# Your instructions
Report every line of the items below that contains the string "panel", copying each such line in full. Treat the match as case-sensitive.

— START OF Dataset content —

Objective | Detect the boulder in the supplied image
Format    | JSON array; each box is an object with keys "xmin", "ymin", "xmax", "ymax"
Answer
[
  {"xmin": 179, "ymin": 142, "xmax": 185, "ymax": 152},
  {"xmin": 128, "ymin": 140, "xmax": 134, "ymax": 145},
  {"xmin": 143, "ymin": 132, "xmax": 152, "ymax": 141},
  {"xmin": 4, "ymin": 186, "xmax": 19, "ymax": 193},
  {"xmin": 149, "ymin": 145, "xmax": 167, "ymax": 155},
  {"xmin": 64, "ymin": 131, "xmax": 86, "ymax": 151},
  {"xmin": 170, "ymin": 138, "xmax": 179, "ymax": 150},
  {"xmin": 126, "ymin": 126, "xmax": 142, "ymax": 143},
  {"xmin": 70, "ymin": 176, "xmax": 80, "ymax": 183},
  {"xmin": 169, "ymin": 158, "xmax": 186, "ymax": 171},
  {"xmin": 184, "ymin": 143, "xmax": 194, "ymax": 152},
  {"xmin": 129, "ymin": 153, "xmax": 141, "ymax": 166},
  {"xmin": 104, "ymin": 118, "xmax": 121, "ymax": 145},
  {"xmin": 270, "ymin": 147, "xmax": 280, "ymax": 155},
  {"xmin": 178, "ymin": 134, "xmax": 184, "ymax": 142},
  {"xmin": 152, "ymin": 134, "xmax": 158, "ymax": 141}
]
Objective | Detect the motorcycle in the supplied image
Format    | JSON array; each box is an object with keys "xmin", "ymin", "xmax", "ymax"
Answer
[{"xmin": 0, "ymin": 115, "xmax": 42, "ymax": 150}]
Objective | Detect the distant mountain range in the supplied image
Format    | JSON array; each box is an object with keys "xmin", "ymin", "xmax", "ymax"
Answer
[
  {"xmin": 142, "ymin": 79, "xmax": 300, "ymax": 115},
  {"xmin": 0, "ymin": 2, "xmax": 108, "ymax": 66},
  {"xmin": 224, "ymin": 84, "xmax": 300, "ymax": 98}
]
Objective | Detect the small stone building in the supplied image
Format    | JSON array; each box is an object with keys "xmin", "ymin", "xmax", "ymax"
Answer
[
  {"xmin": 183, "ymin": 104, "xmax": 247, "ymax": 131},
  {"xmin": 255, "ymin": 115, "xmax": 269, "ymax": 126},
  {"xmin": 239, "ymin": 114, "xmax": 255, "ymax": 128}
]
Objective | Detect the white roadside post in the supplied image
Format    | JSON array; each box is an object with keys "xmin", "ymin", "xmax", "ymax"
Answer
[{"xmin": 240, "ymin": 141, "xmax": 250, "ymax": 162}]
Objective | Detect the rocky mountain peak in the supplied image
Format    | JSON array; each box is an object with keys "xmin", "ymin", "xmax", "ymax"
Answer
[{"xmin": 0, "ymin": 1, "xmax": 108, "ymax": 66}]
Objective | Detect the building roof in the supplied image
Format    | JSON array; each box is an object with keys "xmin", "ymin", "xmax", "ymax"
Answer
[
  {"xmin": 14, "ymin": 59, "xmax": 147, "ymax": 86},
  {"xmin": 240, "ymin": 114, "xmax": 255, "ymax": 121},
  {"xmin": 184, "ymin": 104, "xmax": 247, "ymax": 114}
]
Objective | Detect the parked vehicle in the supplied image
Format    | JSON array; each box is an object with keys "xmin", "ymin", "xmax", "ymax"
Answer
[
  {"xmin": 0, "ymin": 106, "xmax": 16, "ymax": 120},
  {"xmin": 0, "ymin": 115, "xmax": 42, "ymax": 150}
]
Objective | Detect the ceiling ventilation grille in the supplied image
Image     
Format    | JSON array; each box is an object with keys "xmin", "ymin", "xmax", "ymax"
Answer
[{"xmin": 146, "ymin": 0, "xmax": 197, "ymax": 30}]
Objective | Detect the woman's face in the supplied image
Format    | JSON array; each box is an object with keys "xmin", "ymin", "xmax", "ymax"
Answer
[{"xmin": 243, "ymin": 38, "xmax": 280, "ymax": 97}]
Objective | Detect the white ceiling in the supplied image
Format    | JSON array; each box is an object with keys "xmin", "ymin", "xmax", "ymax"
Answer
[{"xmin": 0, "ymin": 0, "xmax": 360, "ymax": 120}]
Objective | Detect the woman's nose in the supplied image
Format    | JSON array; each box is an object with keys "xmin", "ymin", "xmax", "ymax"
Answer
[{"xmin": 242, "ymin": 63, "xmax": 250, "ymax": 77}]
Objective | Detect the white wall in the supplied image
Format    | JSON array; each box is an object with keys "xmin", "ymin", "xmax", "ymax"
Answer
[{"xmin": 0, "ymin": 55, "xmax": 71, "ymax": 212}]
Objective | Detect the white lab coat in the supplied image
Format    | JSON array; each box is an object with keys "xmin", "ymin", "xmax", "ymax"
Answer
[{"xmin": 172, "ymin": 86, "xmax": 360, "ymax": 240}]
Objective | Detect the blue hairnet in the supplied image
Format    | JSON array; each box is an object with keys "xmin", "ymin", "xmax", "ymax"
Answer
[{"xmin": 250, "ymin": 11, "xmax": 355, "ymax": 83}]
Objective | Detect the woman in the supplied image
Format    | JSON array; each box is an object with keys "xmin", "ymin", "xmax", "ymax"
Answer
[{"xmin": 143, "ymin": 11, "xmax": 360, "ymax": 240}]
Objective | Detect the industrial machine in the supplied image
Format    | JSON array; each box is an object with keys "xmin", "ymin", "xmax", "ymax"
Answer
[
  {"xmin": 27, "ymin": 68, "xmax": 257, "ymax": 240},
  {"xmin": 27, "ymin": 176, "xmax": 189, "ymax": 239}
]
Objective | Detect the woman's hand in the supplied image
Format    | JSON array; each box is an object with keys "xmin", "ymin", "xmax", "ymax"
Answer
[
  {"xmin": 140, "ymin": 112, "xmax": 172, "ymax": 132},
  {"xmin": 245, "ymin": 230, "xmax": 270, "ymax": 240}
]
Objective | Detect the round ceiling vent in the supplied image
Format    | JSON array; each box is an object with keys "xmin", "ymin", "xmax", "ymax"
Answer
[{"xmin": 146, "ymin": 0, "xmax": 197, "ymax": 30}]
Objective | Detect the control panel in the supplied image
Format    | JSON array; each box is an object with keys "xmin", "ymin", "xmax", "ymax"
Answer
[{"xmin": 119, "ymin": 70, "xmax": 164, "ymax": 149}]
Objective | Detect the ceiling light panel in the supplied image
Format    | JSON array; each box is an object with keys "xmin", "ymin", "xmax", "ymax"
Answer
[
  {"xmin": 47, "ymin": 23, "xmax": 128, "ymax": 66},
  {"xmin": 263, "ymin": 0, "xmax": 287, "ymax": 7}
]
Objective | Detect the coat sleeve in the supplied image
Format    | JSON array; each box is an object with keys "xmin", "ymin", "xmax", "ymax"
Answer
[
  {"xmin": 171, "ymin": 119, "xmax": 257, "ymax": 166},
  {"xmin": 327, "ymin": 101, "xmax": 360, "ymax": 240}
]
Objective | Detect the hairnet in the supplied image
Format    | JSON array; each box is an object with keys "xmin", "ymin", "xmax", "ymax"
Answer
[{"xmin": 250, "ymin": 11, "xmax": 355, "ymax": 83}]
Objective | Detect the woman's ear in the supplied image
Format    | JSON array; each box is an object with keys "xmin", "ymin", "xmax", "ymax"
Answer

— END OF Dataset content —

# Task output
Objective | Detect the control panel in the supplied image
Objective | Detect the ceiling light panel in the supplied image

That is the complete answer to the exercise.